* **PROBLEM STATEMENT**
What lines in the entries below contain the word "negative"? Copy all of them.

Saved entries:
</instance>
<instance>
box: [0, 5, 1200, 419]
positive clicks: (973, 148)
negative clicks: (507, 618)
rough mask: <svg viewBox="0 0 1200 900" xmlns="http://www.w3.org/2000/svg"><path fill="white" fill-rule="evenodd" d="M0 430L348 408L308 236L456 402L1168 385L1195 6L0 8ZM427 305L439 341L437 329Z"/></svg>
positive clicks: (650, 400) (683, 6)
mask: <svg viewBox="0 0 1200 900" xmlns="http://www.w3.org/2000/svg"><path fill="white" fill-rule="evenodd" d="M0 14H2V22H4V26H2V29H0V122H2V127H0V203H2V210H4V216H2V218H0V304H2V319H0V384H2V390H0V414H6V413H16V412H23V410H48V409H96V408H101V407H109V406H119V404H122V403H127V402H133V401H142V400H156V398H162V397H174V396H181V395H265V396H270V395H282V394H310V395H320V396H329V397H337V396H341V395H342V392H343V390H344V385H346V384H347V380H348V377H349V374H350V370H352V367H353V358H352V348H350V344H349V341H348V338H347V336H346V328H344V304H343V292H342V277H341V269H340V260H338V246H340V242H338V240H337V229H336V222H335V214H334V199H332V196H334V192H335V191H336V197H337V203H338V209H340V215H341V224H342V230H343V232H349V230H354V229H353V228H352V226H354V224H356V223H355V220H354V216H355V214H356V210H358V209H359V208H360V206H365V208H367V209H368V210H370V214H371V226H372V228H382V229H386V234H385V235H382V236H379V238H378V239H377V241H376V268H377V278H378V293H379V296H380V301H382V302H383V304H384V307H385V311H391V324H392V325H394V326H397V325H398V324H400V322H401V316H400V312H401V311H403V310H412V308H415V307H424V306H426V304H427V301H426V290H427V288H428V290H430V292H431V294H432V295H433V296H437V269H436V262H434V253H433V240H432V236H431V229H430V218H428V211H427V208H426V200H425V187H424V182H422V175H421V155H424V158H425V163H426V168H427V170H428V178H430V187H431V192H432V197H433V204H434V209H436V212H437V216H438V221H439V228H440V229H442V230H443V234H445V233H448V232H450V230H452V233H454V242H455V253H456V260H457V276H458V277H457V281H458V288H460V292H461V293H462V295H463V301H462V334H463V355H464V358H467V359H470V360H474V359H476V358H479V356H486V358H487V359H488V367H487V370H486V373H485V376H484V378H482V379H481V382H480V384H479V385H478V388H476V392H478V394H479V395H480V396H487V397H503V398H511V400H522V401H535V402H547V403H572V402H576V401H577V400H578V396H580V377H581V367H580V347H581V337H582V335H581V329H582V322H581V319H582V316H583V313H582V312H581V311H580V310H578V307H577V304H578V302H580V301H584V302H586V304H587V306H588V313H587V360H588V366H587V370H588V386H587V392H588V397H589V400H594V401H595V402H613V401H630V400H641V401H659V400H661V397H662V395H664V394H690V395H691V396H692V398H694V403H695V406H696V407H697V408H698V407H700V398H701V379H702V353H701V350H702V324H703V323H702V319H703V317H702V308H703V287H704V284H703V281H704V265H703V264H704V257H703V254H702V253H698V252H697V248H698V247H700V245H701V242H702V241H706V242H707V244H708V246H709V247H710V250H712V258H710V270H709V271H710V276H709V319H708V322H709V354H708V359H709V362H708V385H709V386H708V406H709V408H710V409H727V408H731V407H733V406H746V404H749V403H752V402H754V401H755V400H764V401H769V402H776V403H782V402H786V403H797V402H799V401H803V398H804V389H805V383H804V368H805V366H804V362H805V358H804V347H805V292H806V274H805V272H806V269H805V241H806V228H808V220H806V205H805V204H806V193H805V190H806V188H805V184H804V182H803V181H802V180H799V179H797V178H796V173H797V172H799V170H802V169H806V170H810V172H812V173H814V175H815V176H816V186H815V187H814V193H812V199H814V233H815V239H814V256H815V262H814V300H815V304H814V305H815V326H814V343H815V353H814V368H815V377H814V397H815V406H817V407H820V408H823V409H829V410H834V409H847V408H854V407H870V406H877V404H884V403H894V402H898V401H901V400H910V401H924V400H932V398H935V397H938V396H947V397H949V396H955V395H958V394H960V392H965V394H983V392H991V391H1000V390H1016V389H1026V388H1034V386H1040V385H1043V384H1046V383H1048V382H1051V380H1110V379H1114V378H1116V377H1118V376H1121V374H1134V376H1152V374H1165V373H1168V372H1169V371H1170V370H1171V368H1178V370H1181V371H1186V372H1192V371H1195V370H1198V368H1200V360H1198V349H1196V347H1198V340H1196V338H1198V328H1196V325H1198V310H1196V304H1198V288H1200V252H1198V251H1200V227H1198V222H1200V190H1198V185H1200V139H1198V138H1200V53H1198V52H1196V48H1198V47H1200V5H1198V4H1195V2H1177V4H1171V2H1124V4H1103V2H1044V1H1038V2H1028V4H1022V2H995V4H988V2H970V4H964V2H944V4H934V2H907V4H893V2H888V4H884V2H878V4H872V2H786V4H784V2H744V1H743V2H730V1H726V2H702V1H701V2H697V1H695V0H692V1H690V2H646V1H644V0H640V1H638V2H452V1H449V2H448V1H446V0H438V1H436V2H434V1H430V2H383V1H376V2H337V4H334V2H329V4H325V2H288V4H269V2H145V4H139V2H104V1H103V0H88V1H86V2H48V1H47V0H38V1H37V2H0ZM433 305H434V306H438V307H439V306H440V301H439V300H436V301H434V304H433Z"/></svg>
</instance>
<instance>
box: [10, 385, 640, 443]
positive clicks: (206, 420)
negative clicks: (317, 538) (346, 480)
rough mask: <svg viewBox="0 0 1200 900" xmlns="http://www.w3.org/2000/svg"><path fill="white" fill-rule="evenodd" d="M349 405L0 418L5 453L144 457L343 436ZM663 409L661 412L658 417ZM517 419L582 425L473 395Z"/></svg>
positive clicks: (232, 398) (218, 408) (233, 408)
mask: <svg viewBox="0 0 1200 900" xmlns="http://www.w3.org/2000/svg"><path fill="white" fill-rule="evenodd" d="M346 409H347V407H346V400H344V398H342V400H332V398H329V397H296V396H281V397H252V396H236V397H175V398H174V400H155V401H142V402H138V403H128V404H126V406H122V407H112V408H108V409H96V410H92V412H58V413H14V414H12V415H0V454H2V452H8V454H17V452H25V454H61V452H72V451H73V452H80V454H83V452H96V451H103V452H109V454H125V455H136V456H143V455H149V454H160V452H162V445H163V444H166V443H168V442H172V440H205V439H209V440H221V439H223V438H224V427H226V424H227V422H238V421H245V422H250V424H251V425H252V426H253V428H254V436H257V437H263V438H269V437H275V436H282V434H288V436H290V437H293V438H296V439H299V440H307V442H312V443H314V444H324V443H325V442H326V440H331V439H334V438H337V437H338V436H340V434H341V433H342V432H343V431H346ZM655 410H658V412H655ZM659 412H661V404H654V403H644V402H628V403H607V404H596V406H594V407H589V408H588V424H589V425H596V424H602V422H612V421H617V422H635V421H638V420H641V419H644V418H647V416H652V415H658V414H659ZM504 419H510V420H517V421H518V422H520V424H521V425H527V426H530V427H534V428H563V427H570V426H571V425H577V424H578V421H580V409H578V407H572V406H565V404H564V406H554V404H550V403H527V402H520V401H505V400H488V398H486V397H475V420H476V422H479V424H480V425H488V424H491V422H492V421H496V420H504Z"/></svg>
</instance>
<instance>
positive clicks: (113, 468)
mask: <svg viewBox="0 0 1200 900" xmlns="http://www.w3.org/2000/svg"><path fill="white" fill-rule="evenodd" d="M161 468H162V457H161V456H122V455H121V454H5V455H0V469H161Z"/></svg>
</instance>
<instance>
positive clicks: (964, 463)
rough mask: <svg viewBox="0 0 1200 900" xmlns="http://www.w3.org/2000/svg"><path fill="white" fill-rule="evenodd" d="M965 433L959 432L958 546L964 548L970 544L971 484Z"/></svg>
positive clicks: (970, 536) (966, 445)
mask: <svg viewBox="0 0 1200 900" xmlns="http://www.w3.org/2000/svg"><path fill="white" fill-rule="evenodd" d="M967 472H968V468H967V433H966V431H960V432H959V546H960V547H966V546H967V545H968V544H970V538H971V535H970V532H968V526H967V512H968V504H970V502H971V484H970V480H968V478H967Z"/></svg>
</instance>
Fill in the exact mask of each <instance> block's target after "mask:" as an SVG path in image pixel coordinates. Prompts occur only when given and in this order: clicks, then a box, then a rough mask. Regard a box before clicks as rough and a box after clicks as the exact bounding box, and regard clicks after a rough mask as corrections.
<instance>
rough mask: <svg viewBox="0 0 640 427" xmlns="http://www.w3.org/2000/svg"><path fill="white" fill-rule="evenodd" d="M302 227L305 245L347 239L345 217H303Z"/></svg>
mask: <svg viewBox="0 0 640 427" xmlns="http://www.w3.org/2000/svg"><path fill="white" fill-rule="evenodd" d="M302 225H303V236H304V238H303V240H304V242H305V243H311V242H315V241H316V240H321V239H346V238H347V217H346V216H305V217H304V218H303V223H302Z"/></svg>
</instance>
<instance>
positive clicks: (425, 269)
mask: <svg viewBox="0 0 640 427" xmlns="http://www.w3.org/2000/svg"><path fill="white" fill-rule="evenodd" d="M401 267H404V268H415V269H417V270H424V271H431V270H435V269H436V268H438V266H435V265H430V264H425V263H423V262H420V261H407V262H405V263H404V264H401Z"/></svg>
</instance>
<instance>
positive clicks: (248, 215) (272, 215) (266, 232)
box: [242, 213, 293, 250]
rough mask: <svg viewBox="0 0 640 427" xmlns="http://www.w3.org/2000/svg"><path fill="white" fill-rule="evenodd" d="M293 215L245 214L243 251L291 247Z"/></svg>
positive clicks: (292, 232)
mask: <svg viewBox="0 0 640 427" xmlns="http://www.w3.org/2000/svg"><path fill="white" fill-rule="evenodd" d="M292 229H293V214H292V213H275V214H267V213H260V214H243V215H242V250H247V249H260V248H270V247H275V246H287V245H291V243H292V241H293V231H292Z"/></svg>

* **YOUR RESPONSE**
negative clicks: (507, 618)
negative clicks: (317, 538) (346, 480)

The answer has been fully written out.